**EXTRACTED TEXT**

━━━━━━━━━━

CRAFT First Chapters Contest
Deadline: August 4, 2024
Isn't the start of something new incredibly, deliciously exciting? Here at CRAFT, we want to share in that excitement by reading the first chapter(s) of your novel in progress. We long to immerse ourselves in novels over the summer, and what could be more thrilling than sampling the newest work out there? For the 2024 First Chapters Contest, we're eager to read your first 5,000 words. Guest Judge Kimberly King Parsons is equally keen:
I love it when the beginning of a novel (especially the very first line) contains the stylistic signature and the tonal genetics for the whole book. I'm always looking for attention and care at the sentence level, beautiful acoustics, and a voice that begs me to follow it. Not every novel has to do everything at once, but I value humor, the subversive, complicated characters (especially "unlikeable" or "unreliable" narrators), and plots that aren't afraid to swerve into the very weird or very dark. Most of all, I'm hoping for opening pages that feel as if only you—with your distinct authority, unique perspective, and precise choices—could have written them.
Ms. Parsons will choose three winning excerpts from fifteen anonymized entries.
- Please send excerpts of book-length fiction only—submit the first chapter or chapters of your unpublished novels/novellas (up to 5,000 words in all). Your novel need not be completely written.
- We allow simultaneous submissions.
- $20 entry fee per submission.
- First place will receive $2,000 and a full manuscript critique of the novel or novella, up to 100,000 words, by Artful Editor.
- Second and third place will receive $500 and $300, respectively.
- First, second, and third place will receive an agent query workshop by Annalise Errico of Ladderbird Literary Agency—Annalise will offer feedback on the first 5,000 words of the project, the summary, and a query letter.
- The top three excerpts will be published in CRAFT, each with an introduction by Ms. Parsons.

━━━━━━━━━━

**AVAILABLE DATA**
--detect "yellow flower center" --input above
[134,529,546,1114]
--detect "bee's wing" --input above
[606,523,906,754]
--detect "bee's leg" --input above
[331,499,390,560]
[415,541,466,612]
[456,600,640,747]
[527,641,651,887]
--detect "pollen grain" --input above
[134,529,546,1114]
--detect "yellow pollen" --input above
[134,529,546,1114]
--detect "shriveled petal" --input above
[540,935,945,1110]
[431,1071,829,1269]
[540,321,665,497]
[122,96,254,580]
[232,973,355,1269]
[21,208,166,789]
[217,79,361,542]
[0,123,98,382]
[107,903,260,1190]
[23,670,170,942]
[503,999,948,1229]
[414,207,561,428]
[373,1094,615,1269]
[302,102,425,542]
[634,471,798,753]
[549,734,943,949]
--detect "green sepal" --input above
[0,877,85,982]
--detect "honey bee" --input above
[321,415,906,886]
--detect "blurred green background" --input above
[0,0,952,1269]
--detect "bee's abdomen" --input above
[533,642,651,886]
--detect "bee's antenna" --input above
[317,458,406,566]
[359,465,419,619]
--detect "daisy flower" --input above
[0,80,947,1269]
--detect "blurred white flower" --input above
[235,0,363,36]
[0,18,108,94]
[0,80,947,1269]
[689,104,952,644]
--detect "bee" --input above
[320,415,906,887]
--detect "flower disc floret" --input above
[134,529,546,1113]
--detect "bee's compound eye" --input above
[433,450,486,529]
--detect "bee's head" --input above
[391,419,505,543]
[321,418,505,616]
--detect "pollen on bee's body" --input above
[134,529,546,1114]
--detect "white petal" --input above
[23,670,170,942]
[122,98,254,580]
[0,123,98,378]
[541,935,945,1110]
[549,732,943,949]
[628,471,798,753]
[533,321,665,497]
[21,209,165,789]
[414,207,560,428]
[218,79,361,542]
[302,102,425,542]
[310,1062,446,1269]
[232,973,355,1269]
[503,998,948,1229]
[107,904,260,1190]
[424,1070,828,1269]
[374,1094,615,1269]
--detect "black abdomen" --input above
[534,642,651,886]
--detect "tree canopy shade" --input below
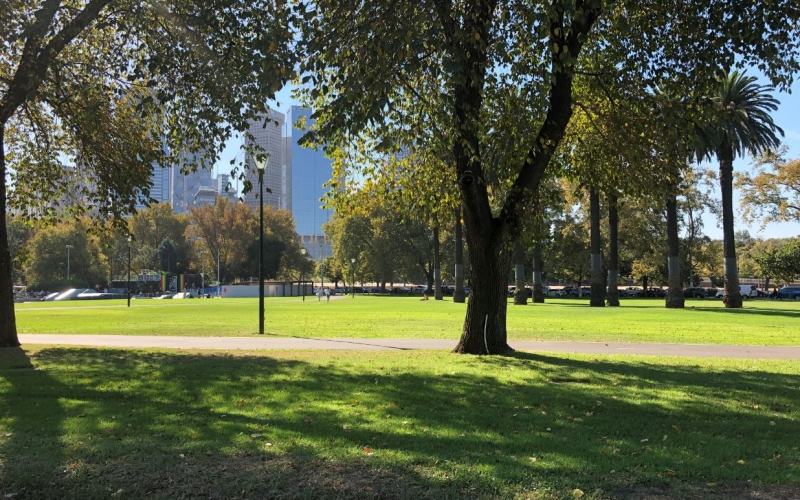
[301,0,800,354]
[0,0,294,346]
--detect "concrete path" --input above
[19,334,800,359]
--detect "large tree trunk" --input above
[533,241,545,304]
[606,193,619,307]
[0,127,19,347]
[717,145,742,308]
[589,188,606,307]
[450,2,603,354]
[453,207,467,304]
[514,241,528,306]
[666,195,685,309]
[433,221,442,300]
[453,239,513,354]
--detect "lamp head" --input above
[253,154,269,172]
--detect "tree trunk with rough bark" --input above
[665,195,686,309]
[0,128,19,347]
[454,242,514,354]
[589,188,606,307]
[533,241,545,304]
[453,207,467,304]
[717,141,742,309]
[433,221,444,300]
[514,241,528,306]
[606,193,619,307]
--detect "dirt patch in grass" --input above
[0,456,440,500]
[600,483,800,500]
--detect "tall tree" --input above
[606,193,619,307]
[589,187,606,307]
[300,0,800,354]
[698,71,783,308]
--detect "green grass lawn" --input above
[0,348,800,500]
[10,296,800,345]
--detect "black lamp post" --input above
[254,155,269,335]
[127,236,131,307]
[300,248,306,302]
[67,245,72,283]
[350,257,356,298]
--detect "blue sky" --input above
[217,77,800,239]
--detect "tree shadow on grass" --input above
[0,348,800,499]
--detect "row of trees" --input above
[318,170,800,298]
[7,197,314,290]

━━━━━━━━━━

**WORK REQUIRED**
According to the CRAFT contest announcement above, how much prize money goes to the second-place and third-place winners?

**OUTPUT OF THE TASK**
Second place receives $500, and third place receives $300.